TASK INSTRUCTIONS
Report every line in the records below that contains the string "cloud", copying each such line in full. Treat the match as case-sensitive.

--- BEGIN ---

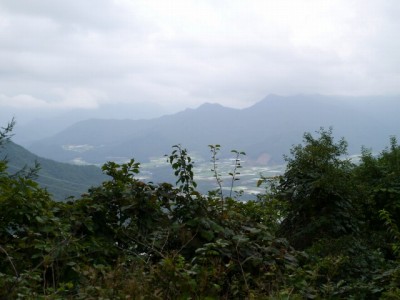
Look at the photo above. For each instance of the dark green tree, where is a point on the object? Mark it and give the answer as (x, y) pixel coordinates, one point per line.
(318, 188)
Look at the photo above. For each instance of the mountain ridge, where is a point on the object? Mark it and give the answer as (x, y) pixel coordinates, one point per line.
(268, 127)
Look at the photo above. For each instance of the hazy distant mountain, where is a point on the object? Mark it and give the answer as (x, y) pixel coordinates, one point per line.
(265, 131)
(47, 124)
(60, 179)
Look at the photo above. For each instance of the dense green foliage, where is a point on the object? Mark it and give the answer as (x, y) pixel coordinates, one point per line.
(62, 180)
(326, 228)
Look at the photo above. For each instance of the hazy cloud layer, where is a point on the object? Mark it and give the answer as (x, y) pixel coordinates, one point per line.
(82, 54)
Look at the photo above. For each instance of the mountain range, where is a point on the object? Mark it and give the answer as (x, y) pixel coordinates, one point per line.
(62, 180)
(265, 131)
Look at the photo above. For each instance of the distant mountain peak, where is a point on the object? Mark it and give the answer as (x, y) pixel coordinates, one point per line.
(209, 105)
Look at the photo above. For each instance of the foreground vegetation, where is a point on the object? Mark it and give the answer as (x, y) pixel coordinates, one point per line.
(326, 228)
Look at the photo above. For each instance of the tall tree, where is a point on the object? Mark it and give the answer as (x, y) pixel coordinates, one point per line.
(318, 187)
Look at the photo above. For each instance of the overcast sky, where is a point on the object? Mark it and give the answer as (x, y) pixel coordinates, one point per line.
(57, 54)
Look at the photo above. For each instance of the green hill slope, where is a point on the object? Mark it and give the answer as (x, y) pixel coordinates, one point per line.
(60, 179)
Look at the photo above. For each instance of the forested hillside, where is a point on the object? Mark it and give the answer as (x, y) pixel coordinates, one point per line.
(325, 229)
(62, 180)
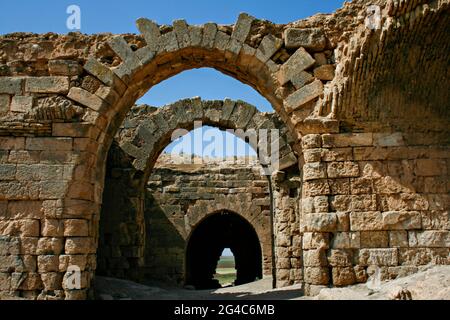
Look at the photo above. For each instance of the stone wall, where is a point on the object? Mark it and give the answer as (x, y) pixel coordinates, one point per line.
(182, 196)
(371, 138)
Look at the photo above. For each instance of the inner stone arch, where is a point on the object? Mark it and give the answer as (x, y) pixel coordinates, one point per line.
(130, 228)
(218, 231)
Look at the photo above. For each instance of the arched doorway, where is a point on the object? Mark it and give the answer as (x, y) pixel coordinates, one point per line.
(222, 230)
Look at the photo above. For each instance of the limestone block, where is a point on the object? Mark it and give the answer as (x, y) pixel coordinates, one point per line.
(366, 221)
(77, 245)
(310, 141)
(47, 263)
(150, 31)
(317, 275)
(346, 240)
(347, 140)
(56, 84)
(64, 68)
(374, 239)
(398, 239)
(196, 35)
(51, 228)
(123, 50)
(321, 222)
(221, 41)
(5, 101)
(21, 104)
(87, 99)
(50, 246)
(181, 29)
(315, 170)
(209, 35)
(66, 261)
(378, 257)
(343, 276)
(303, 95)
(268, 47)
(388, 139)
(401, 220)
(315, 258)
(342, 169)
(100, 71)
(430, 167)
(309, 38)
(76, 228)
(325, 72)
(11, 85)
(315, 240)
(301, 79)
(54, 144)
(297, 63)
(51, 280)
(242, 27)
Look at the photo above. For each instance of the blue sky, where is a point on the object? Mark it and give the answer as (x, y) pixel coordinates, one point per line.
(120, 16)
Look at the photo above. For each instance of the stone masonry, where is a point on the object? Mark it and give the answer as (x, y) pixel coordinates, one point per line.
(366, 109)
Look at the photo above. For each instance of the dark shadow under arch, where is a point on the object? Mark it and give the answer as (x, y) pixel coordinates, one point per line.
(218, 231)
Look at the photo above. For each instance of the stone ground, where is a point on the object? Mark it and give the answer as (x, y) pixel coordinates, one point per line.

--- END ---
--- BEGIN ---

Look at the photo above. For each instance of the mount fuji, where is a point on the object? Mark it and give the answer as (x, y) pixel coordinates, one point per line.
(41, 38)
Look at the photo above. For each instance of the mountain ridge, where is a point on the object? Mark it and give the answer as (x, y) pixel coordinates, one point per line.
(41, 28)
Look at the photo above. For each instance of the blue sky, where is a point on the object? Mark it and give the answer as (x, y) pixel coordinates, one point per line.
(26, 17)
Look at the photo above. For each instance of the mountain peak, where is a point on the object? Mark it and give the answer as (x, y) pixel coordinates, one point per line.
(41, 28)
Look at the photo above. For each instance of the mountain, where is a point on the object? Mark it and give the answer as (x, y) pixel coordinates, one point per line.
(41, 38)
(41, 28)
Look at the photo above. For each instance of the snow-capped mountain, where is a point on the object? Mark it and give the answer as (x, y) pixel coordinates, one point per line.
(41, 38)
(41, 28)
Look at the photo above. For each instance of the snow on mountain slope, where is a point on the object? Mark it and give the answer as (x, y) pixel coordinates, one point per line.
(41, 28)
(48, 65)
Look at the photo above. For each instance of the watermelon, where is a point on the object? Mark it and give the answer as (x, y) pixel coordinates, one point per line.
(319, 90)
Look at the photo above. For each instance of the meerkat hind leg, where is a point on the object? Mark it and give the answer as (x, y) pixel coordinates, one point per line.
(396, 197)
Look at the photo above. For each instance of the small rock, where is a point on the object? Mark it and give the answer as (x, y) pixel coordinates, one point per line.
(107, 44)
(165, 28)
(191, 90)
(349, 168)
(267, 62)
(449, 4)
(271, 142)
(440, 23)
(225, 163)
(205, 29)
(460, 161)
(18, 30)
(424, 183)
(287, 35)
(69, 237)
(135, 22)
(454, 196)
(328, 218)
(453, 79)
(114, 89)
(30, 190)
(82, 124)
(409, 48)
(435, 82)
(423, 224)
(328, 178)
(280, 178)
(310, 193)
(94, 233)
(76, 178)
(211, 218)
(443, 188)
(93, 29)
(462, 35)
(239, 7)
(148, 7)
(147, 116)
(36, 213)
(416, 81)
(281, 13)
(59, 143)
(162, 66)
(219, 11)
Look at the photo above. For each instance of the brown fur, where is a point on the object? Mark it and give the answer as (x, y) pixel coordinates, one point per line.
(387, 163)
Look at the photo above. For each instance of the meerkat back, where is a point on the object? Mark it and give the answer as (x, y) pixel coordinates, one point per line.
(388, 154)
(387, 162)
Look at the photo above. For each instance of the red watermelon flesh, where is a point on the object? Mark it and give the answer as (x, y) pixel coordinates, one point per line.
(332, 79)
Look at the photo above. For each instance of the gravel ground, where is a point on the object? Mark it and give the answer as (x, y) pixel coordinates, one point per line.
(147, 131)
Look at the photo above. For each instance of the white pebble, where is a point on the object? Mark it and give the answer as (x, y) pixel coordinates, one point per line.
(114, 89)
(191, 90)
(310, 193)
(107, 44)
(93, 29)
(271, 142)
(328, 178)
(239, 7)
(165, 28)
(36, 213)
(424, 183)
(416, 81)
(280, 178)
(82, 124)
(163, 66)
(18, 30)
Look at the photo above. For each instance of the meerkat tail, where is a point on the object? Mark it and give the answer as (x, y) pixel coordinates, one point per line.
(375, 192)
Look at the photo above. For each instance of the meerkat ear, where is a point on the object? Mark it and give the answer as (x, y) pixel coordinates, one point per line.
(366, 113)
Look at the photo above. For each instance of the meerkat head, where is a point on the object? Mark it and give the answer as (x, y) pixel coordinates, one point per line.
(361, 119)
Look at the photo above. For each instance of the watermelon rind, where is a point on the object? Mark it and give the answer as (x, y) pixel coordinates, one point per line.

--- END ---
--- BEGIN ---

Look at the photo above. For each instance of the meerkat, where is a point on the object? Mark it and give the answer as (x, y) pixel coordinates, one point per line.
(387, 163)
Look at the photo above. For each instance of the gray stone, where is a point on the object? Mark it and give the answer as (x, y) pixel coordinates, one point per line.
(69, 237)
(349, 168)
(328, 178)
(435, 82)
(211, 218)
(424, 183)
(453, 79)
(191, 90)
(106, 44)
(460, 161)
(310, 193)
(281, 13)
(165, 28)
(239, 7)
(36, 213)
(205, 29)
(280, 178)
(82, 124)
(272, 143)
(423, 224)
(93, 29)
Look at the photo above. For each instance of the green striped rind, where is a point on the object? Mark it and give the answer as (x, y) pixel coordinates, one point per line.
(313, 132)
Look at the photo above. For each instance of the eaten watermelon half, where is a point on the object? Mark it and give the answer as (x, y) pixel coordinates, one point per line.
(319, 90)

--- END ---

SOLUTION FOR THIS EXERCISE
Look at the photo above. For each instance of the hazy cloud layer, where is a point on the object? Mark it and give the answer as (x, y) pixel coordinates, one point per line.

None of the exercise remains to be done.